WORK REQUEST:
Transcribe the following records in full, exactly as shown.

===== PROVIDED ENTRIES

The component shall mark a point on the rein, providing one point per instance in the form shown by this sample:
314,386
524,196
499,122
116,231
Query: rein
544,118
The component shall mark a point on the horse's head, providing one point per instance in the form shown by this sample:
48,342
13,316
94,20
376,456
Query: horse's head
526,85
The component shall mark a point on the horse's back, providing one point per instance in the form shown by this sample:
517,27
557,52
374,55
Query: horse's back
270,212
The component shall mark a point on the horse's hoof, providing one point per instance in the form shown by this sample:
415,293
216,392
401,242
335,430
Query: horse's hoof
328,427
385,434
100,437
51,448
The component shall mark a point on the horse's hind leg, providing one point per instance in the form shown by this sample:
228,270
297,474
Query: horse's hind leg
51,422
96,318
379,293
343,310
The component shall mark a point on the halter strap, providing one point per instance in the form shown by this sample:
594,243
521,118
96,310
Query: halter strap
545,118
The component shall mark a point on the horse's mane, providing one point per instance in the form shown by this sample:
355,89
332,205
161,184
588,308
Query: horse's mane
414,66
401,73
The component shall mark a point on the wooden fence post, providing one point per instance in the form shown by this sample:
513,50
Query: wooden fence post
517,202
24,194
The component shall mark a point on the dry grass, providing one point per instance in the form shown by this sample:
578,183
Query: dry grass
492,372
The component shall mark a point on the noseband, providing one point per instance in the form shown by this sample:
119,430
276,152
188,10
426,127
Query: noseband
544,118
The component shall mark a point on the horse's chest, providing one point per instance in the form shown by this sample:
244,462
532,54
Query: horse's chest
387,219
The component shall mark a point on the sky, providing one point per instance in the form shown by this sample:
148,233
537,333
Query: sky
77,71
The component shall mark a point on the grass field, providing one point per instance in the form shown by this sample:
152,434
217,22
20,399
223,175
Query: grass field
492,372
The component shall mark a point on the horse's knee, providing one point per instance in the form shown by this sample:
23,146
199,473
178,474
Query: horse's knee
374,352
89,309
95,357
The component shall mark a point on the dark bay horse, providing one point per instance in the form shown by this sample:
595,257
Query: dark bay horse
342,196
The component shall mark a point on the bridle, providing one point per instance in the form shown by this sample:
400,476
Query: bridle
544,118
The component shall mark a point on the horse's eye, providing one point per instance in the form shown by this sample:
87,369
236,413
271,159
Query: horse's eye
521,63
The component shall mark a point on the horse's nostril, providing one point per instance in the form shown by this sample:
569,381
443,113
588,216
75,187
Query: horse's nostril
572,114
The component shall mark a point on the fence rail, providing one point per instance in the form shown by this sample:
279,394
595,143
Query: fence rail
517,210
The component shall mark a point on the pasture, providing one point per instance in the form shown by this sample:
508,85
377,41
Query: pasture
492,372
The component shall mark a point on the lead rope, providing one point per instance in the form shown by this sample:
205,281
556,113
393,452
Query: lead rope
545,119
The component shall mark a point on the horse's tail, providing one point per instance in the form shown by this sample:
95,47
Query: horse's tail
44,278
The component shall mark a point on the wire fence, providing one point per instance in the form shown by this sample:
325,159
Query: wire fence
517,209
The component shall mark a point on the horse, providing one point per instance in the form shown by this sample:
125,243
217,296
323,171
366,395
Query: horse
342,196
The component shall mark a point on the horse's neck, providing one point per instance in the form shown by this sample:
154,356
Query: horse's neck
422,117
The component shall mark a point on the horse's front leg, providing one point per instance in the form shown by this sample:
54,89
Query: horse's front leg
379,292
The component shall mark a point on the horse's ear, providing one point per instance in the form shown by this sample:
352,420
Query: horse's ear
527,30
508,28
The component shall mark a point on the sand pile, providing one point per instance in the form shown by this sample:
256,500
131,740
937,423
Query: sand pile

==========

SOLUTION FOR THIS PROBLEM:
The component shall mark a point on the rein, providing one point per instance in the form shown by this sample:
314,386
524,196
499,122
116,231
Query: rein
544,118
The component shall mark a point on the horse's head, providing one point per instance in the form shown by this sample:
48,342
13,316
94,20
376,456
Query: horse's head
526,85
The component shall mark a point on the horse's back, providing one point per instance in the form shown by this sample:
517,27
557,52
374,55
Query: horse's back
270,212
The component shall mark a point on the horse's hoof, providing one point per instance in the form shown by this sample:
415,293
216,392
401,242
335,430
Query: horse's hoof
328,427
385,434
100,437
51,448
The component shall mark a point on the horse's hind leg, providing one point per instance in the form shown by this sample:
228,270
297,474
Query: horse's hind leg
51,422
96,318
379,293
343,310
The component shall mark a point on the halter strap, providing one point per instance in the form shown by this sample:
594,243
521,118
96,310
Query: halter strap
545,118
The component shall mark a point on the horse's mane, providing one point per instance in the form shown by this sample:
355,89
332,205
161,184
588,308
Query: horse's mane
414,66
401,73
The component shall mark a point on the wooden fence post, providing one point per instance in the form shown by this sample:
513,50
Query: wooden fence post
517,202
24,194
The component shall mark a point on the dry grass, providing one point per instance in the form shown by this sample:
578,183
Query: dry grass
492,372
The component shall mark a point on the noseband, providing one point per instance in the form shown by this sample:
119,430
276,152
188,10
426,127
Query: noseband
544,118
The component shall mark a point on the horse's chest, providing one point per instance in the form shown by this sample:
244,462
532,54
Query: horse's chest
387,219
The component shall mark a point on the sky, providing one point per instance in the form shown by this sample:
148,233
537,333
Query: sky
77,71
The component shall mark a point on the grass field, providing one point per instance in the form shown by this sample:
152,434
217,22
20,399
223,175
Query: grass field
492,372
The component shall mark a point on the horse's knee, providing one point per instance in the form shown by this sample:
23,146
199,473
178,474
Query: horse's knee
374,352
89,309
95,357
The component shall mark a point on the dark bay horse, providing one point per instance in the form shown by this sample:
595,257
Query: dark bay horse
342,196
The component shall mark a point on the bridle, providing one point per instance in the form shown by this sample:
400,476
Query: bridle
544,118
The component shall mark a point on the horse's eye, providing one point per instance in the form shown by this sample:
87,369
236,413
271,159
Query: horse's eye
521,63
The component shall mark a point on the horse's nostril, providing one point per instance in the form shown by this sample:
569,381
443,113
588,216
75,187
Query: horse's nostril
572,114
The component shall mark a point on the fence rail, providing one point per instance in the form shown by this sample:
279,394
595,143
Query: fence rail
517,210
The component shall mark a point on the pasture, providing one point per instance in the form shown by this sample:
508,85
377,41
Query: pasture
492,372
The component shall mark a point on the lead rope, providing one point per instance in the form shown by this sample:
205,281
556,113
393,452
Query: lead rope
545,119
The component shall mark a point on the horse's tail, providing one point per instance in the form shown by this sample:
95,47
Query: horse's tail
44,278
The component shall mark a point on the wire fence, providing one point per instance in the form shown by this sample:
325,159
Query: wire fence
517,209
The component shall mark a point on the horse, providing one point per instance in the form shown by this sample:
125,243
217,296
323,171
366,395
Query: horse
342,196
The component shall mark a point on the horse's neck, providing one point per instance in the form shown by this sample:
154,356
Query: horse's neck
422,117
The component shall mark a point on the horse's front leg, providing one point per instance in the form shown by this sample:
54,89
Query: horse's front leg
379,292
The component shall mark a point on the horse's ear, providing one point per instance in the form shown by this sample:
352,420
Query: horse's ear
527,30
508,28
The component shall mark a point on the sand pile, providing one point per instance in the form shown by this sample:
256,500
131,740
937,423
Query: sand pile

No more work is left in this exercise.